Directions for this task => Filter the entries beneath this task, copying only the lines that hold the word "instance".

(Stored data entries)
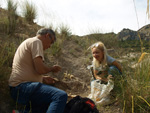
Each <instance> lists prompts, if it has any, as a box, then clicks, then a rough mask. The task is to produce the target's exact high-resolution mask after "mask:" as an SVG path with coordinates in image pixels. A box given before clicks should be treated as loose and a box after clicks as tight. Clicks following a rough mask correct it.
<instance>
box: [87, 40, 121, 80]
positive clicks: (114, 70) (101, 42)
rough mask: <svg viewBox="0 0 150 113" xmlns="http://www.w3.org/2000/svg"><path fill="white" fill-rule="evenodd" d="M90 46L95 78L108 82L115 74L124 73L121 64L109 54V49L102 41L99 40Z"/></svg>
mask: <svg viewBox="0 0 150 113" xmlns="http://www.w3.org/2000/svg"><path fill="white" fill-rule="evenodd" d="M90 48H91V51H92V55H93V64H92V65H93V74H94V79H99V80H101V81H103V82H108V79H109V78H112V77H114V76H115V74H122V68H121V65H120V64H119V63H118V62H117V61H116V60H115V59H114V58H113V57H111V56H109V55H108V54H107V49H106V47H105V45H104V44H103V43H102V42H97V43H95V44H93V45H92V46H91V47H90ZM107 75H108V76H107Z"/></svg>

Exercise solution =>
Each <instance> lists prompts, if it has any, as a box, then clicks, then a rough mask. The task is to produce the target's exact high-resolution mask after "mask:" as an SVG path with coordinates in image pixels. A box given before clicks should be treated as loose and a box after clicks as tight. Clicks following a rough mask correct it.
<instance>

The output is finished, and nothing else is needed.